» **Problems to work on**
**1)** In the humorscope below, what will Gemini find by excavating?
**2)** Update the part of the humorscope that opens with the words containing "Taurus (April 20" and closes with "and become famous.", putting "corn farming" in place of "bean farming".

» **Given passage**
Title: The Daily Humorscope

 

Charles Mims's Personal Humorscope
for Wednesday, December 17, 2003

 

"Love is the answer, but while you are waiting for the answer, sex raises some pretty good questions." -- Woody Allen



 

Aries (March 21 - April 19)

You will discover that you can see people's auras today, if you squint. That should be done in moderation, however, as many people object to being squinted at.

Taurus (April 20 - May 20)

Good day to wear overalls and discuss bean farming with retired people at a diner or family-style restaurant. Or at least, that's a lot more fun than what you'd be doing otherwise.

Gemini (May 21 - June 20)

Good day to excavate. You will find the ruins of an ancient civilization, and become famous.

Cancer (June 21 - July 22)

This is a good time for you to start your on-line loan shark business. Start small, though. Try to be sort of a "loan piranha", at first.

Leo (July 23 - August 22)

Your neighbors will have a wild party, which you'll catch glimpses of through the open window. You'll know you shouldn't watch, but it's just hard to imagine how people can do that, especially on a trampoline.

Virgo (August 23 - September 22)

Sadly, nobody will like your latest recipe invention. Perhaps the world isn't ready for a meatloaf smoothie?

Libra (September 22 - October 22)

You will mortally offend a friend today when a hilarious joke pops unbidden into your mind during your friend's sad description of his problems.

Stored items from a collection
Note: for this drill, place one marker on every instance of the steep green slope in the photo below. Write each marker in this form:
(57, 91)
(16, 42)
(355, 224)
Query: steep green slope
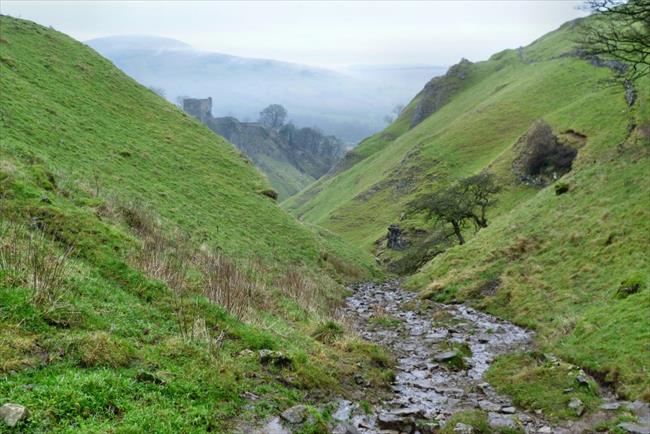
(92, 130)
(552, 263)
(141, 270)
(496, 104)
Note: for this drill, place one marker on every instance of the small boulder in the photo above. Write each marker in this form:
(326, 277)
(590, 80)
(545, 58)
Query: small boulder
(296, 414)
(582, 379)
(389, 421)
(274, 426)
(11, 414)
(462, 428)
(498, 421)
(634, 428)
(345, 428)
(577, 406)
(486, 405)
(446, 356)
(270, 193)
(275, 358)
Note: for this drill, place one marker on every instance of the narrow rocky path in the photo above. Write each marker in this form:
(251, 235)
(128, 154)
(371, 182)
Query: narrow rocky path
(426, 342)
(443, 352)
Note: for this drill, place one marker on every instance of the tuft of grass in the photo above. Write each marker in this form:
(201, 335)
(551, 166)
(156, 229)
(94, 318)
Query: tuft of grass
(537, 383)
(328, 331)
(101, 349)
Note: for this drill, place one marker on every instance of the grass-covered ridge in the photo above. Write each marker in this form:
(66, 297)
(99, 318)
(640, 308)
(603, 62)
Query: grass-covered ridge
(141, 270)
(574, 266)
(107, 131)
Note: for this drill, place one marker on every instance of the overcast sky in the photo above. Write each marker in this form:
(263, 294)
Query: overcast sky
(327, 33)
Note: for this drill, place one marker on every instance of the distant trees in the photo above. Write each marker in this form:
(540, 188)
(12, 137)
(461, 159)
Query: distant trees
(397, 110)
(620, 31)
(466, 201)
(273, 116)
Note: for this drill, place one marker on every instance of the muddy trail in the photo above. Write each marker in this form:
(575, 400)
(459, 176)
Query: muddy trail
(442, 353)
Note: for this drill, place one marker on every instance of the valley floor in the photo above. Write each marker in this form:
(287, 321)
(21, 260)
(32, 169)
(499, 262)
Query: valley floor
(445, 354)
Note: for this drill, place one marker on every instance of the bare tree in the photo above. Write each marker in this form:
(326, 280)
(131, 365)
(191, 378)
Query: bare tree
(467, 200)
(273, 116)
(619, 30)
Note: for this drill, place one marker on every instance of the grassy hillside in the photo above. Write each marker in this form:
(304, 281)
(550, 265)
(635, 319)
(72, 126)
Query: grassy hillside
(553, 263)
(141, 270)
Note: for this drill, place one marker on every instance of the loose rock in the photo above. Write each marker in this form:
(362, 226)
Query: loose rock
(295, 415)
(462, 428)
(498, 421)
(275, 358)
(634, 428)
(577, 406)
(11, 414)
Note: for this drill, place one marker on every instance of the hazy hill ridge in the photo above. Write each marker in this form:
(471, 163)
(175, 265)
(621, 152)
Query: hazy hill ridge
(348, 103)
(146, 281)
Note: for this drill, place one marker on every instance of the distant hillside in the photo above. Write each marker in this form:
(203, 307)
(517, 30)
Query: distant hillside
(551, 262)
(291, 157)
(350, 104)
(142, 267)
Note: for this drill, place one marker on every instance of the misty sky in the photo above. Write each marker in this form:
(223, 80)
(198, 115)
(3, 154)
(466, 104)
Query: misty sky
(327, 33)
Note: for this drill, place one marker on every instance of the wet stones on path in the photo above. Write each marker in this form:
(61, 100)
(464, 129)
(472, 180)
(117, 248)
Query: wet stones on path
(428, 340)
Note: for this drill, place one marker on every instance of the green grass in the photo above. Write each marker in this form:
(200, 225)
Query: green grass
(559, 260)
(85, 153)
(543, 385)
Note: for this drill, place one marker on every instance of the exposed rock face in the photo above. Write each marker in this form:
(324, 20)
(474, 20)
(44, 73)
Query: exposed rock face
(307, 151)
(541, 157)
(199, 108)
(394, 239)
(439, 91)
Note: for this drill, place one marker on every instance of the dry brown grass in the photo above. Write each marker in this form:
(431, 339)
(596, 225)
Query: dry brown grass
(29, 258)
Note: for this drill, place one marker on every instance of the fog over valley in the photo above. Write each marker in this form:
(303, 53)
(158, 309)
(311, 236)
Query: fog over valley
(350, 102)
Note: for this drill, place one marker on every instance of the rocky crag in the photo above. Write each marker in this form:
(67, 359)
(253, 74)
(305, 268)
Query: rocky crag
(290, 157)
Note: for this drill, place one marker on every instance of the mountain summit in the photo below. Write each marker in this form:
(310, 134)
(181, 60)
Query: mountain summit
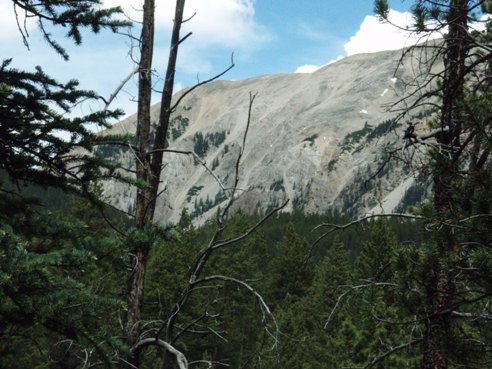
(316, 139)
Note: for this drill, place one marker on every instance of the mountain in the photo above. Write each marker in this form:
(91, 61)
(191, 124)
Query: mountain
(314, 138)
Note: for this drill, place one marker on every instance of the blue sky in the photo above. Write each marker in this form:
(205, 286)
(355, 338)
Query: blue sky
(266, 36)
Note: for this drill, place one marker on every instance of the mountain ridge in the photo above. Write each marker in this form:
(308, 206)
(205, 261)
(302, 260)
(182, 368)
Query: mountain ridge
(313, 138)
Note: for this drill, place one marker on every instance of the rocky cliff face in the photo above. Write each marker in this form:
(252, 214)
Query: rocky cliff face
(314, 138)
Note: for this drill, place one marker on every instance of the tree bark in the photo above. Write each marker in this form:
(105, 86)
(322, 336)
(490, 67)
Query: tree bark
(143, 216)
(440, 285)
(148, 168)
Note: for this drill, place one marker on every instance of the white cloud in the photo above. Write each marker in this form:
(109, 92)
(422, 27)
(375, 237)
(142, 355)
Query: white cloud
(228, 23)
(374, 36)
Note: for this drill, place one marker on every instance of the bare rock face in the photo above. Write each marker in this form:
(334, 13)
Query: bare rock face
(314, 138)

» **Answers provided**
**1)** The ruins of an ancient civilization.

**2)**
Taurus (April 20 - May 20)

Good day to wear overalls and discuss corn farming with retired people at a diner or family-style restaurant. Or at least, that's a lot more fun than what you'd be doing otherwise.

Gemini (May 21 - June 20)

Good day to excavate. You will find the ruins of an ancient civilization, and become famous.